Written exercise
Rewrite every line of the records from the line containing "Reviewer note: check that every instance of the textured" through the end of the records, adding 119 to each coordinate value in the answers. Leave all other text on those lines unchanged.

Some records
#####

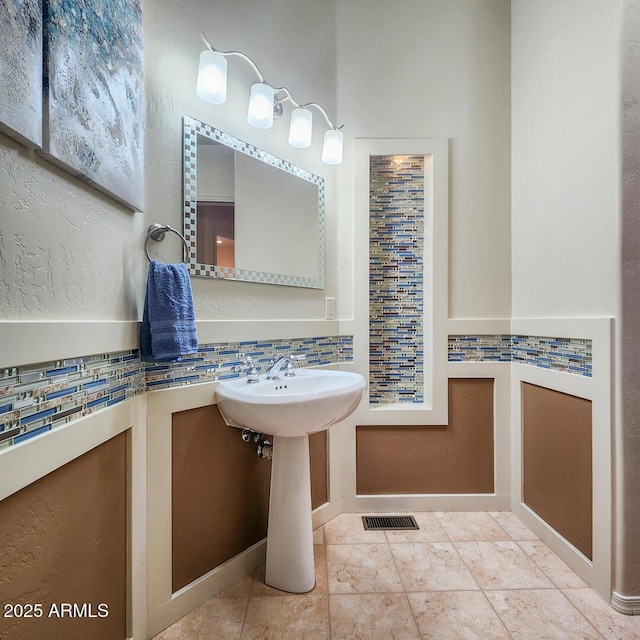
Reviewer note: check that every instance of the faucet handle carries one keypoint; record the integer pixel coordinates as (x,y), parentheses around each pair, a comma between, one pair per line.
(252,374)
(293,358)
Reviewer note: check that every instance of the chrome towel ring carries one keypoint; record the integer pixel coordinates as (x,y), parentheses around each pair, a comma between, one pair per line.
(158,232)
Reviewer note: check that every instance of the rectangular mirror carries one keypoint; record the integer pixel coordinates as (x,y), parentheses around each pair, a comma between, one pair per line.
(249,215)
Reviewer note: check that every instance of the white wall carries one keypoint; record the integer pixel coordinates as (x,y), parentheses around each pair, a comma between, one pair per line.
(292,42)
(434,69)
(565,103)
(70,253)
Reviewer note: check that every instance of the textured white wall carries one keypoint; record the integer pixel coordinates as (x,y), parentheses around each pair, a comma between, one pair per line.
(627,444)
(69,253)
(433,69)
(292,42)
(565,108)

#####

Output
Reviewer note: check that every instance of the textured white wall carries one keypoint; record the integer pixel coordinates as (x,y), parentheses around each pair, a comma between, one pair per line.
(746,563)
(188,372)
(552,188)
(411,161)
(684,227)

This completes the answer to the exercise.